Monday, December 05, 2011

Discovering Life on Distant Planets

This post concerns an item of personal interest.

It is really looking like, by the end of this decade - indeed, within the next couple of years - we will be able to point to a spot in the sky and say, "Over there, there is an earth-like planet with life on it."

It will likely only have single-celled life, but it will be life, and we will know that it exists.

Today, at a science conference held by the team that operates the Kepler space telescope, researchers announced that the Kepler telescope has now discovered 2,326 planet candidates.

(See NASA: NASA's Kepler Mission Confirms Its First Planet in Habitable Zone of Sun-like Star)

The way science works, a scientist can't just shout out that he knows something. She has to say why she thinks she knows something, and then wait for somebody else to confirm the findings.

With the Kepler telescope, a "planet candidate" is evidence that a sun has dimmed three times at regular intervals - hypothetically because an orbiting planet has orbited between that sun and the earth (blocking a part of its light). There has to be at least three dimmings because that is the minimum required to determine that the equally strong dimmings are evenly spaced.

What is being asked: Reproduce the entire post above on discovering life on distant planets, word for word.

Dataset records:

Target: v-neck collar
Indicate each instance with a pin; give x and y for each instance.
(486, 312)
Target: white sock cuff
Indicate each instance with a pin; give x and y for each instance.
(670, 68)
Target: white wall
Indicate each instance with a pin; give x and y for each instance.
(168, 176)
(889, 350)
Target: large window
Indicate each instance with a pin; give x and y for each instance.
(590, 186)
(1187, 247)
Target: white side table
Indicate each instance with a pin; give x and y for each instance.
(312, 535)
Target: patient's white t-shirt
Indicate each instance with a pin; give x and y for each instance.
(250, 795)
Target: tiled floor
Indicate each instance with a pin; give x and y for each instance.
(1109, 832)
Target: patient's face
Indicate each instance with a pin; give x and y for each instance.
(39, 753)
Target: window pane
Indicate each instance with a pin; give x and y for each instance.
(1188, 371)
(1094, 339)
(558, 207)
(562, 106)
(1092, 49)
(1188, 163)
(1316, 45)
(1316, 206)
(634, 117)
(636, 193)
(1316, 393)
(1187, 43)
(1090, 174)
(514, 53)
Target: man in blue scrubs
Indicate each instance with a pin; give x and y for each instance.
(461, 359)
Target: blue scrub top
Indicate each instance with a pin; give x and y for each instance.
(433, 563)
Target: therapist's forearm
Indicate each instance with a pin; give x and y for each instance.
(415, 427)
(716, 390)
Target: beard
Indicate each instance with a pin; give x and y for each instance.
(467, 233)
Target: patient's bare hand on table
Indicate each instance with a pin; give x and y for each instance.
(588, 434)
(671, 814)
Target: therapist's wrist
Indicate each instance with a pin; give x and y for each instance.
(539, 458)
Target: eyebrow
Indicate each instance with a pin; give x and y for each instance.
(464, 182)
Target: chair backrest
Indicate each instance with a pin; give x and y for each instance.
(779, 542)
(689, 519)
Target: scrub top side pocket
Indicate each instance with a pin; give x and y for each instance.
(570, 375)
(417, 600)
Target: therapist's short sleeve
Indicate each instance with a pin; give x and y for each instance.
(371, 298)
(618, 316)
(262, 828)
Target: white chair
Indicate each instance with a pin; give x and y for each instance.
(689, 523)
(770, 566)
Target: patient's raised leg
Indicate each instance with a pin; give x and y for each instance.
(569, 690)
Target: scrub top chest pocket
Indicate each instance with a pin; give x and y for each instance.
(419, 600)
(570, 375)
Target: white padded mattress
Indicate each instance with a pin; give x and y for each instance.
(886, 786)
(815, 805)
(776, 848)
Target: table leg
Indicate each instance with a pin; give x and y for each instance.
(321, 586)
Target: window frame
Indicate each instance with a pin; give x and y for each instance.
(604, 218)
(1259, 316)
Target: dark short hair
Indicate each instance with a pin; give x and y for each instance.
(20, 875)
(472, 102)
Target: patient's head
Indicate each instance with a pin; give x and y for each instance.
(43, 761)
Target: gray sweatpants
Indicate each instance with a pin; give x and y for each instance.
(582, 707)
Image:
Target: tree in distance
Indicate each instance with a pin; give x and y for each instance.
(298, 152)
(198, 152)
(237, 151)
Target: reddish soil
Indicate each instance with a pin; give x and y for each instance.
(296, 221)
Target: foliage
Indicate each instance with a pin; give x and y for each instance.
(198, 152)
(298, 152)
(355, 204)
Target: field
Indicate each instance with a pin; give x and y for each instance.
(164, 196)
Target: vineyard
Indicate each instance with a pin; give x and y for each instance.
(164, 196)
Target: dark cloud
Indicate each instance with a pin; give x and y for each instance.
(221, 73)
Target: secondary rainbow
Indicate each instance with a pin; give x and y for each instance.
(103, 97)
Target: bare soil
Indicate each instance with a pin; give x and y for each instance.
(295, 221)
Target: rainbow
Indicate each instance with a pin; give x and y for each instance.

The reply:
Monday, December 05, 2011

Discovering Life on Distant Planets

This post concerns an item of personal interest.

It is really looking like, by the end of this decade - indeed, within the next couple of years - we will be able to point to a spot in the sky and say, "Over there, there is an earth-like planet with life on it."

It will likely only have single-celled life, but it will be life, and we will know that it exists.

Today, at a science conference held by the team that operates the Kepler space telescope, researchers announced that the Kepler telescope has now discovered 2,326 planet candidates.

(See NASA: NASA's Kepler Mission Confirms Its First Planet in Habitable Zone of Sun-like Star)

The way science works, a scientist can't just shout out that he knows something. She has to say why she thinks she knows something, and then wait for somebody else to confirm the findings.

With the Kepler telescope, a "planet candidate" is evidence that a sun has dimmed three times at regular intervals - hypothetically because an orbiting planet has orbited between that sun and the earth (blocking a part of its light). There has to be at least three dimmings because that is the minimum required to determine that the equally strong dimmings are evenly spaced.